----- Selected excerpt

Your preferred setup is not possible: OS X can't share an NTFS disk with Windows for backup because Time Machine needs HFS+ (from http://support.apple.com/kb/HT1427):

Manually preparing a new disk for Time Machine


If you want to partition the disk, click the Partition tab and select a layout. Make sure "Mac OS Extended (Journaled)" is selected in the Format menu for the partition that will be used for backups. Click Apply.

Luckily, you don't need two separate drives. Using partitioning you can trick your computer into thinking it is connected to more than one drive, although there's only one. In this case, two partitions will suffice, one HFS+ and one NTFS.

(Why only one NTFS partition although you back up 3 Windows computers? Because Windows stores backups in folders named after the computer name so there are no conflicts whatsoever (see this post). You can use one NTFS partition to store backups of multiple Windows computers.)

I'd recommend that you create the HFS+ partition on your Mac first, then, on your Windows computer, format the other partition to NTFS:

  1. Plug your drive into your Mac.
  2. Open Disk Utility (in Applications/Utilities).
  3. Select the drive and select the Partition tab.
  4. Create two partitions. Format the first partition as HFS+ (and give it a name like "Time Machine"). Leave the other partition as "Free Space". See here for more details.
  5. Eject the drive and plug it into your Windows computer.
  6. Format the second partition as NTFS.

When you're done, plug the drive again into every Mac/Windows computer and select the corresponding partition as backup drive (see here for OS X and here for Windows).

To prevent the NTFS partition from being mounted every time you connect the drive into your Mac add this entry to /etc/fstab (as explained here):

LABEL=BACKUP_WINDOWS none fusefs_txantfs noauto 

Replace BACKUP_WINDOWS with the NTFS partition name.

This setup works like a charm.

I have a very similar configuration:

My external 1 TB drive, which I use for backing up my Mac and my wife's Windows PC, has two partitions called "Time Machine" and "BACKUP_WINDOWS":

enter image description here

  • Thanks for the great answer. Is there any problem with letting Mac OS X mount the NTFS partition every time I connect the drive? Dec 23, 2012 at 1:15
  • I'm glad I could help. About OS X mounting the NTFS partition: I used to mount both, but once I had a problem. I ejected both partitions after backing up my Mac and later, when I plugged the drive into my wife's PC, Windows complained the drive had been unproperly disconnected. So I decided not to mount the NTFS partition on OS X.

----------
----- Information shown

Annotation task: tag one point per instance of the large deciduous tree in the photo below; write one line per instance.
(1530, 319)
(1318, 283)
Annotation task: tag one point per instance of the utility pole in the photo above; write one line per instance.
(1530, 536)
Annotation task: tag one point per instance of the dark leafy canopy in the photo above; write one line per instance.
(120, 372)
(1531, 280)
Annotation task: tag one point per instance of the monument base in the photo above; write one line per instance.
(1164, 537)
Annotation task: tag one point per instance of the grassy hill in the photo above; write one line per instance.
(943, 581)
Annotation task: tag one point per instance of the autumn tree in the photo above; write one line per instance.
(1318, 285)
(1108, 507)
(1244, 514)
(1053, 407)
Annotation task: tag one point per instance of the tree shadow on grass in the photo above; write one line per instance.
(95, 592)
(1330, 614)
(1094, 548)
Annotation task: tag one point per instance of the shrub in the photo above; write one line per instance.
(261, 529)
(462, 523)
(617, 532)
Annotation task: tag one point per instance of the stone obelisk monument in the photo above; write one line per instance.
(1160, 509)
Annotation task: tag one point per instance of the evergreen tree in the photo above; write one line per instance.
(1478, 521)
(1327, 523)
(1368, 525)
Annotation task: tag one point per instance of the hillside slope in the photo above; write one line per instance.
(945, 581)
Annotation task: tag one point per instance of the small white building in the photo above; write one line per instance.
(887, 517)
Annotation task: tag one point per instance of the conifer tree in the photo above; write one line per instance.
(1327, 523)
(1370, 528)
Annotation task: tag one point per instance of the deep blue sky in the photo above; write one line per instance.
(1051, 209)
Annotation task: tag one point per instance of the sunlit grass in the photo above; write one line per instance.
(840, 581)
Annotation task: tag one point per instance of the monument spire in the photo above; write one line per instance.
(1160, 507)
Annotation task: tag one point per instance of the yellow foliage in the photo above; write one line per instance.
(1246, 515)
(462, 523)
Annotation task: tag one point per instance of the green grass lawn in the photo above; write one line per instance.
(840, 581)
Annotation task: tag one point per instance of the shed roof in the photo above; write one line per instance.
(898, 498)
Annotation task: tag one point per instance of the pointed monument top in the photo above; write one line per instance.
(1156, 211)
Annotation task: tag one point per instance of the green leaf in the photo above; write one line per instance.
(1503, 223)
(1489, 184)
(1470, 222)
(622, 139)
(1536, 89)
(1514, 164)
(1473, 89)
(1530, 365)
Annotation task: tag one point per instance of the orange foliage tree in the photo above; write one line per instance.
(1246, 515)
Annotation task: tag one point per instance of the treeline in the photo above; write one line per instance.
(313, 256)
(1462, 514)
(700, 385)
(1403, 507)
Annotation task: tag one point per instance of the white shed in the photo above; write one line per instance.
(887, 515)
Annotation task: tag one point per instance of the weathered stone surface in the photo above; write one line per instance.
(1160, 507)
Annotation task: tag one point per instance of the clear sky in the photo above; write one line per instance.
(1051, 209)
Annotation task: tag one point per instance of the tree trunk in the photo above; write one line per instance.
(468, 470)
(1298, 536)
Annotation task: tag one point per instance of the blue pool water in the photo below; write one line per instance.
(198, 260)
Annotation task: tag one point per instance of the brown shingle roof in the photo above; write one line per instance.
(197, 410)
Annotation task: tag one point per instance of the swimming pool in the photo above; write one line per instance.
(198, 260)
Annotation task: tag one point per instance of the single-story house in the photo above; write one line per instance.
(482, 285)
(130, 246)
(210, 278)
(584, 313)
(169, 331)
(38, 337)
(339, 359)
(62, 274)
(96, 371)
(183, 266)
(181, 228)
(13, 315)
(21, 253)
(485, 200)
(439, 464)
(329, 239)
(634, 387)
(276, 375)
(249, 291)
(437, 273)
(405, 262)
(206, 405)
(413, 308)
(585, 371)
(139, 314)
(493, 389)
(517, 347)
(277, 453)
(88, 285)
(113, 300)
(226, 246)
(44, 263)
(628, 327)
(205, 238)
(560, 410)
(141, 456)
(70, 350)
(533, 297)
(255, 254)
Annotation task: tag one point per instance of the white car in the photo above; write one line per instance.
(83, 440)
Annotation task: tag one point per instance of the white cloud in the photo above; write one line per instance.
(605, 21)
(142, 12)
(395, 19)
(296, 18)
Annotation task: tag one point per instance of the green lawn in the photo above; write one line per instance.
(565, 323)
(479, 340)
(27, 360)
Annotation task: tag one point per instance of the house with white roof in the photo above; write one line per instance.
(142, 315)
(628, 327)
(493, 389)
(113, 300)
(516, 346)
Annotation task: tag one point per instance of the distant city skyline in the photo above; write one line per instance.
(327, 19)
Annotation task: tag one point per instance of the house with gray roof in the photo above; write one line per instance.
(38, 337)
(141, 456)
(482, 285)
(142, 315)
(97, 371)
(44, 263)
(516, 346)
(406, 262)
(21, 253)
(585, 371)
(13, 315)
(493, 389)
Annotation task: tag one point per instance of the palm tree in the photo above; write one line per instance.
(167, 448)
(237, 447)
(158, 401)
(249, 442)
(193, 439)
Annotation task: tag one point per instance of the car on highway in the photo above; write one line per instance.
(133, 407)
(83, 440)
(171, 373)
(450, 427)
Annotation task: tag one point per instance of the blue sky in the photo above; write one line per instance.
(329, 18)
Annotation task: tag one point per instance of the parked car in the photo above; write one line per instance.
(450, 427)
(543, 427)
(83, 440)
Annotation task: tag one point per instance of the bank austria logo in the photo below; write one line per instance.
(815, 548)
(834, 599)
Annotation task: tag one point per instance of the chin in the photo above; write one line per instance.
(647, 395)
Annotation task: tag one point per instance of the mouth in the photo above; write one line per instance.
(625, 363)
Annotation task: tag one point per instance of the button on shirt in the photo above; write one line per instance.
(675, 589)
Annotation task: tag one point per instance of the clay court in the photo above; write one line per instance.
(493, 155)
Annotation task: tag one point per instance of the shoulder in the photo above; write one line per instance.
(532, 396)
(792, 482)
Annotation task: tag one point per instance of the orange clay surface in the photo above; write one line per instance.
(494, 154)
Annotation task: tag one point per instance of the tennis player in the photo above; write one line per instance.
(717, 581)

----------

• _Task list_:
1 – For each statement about the backup-drive partitioning text, answer yes or no and quote the words from the text that decide it. (a) Time Machine can back up to an NTFS disk. (b) A single NTFS partition can hold backups of several Windows computers. (c) The HFS+ partition should be created on the Windows computer.
2 – Pick up the backup-drive partitioning text after its final sentence and continue it.

• _Set of answers_:
1 –
(a) No: "Time Machine needs HFS+"
(b) Yes: "You can use one NTFS partition to store backups of multiple Windows computers."
(c) No: "create the HFS+ partition on your Mac first"

2 –
    – jaume
    Dec 23, 2012 at 13:37
  • Thanks for your detailed explanation. I wanted to buy a new external hard drive for my mac backup. but now I will share my external drive for win and mac. by the way, I used the following in my fstab file: LABEL=BACKUP_WINDOWS none ntfs noauto I replaced fusefs_txantfs with ntfs, since that did not worked for my OS 10.9.1
    – Mehdi
    Jan 26, 2014 at 3:41
  • 1
    Wow, awesome answer. Still useful 5 years later. Jun 10, 2017 at 22:52

Yes, you can use a single NTFS disk for both Windows and Mac backups.

Time Machine can work on 'foreign' drives fine by using a sparsebundle disk image. This is how TM works with a networked drive; it creates a sparsebundle on the network drive, and then mounts it.

There are a 3 main steps to using an NTFS or other non-HFS+ drive for Time Machine:

  1. Get a read/write NTFS driver. Paid ones are Tuxera and Paragon, free is OSXFuse with NTFS-3G. Or, as per @Maneko's comment, you can use exFat instead of NTFS.

  2. Create a sparsebundle disk image. TimeMachine makes two demands of this sparsebundle: it must be named after your machine, and it must contain a specific .plist file. You can get a commandline script off the interwebs which does this step for you.

  3. Copy the new sparsebundle image to your external drive. However large the sparsebundle you specified, it will only be a couple of MB big at this point. That's the magic of sparsebundles.

  4. Mount the sparsebundle diskimage by double-clicking it, and then tell Time Machine to use it.

There's more detailed instructions on http://www.cafe-encounter.net/p1847/use-a-windows-ntfs-or-linux-or-other-formatted-disk-for-apple-time-machine-backups.

Caveats: You must double-click the sparsebundle to re-mount the backup drive each time you disconnect/reconnect the drive or re-boot the Mac. And I found it slow. Maybe because my Windows drive was a USB2 connection. YMMV.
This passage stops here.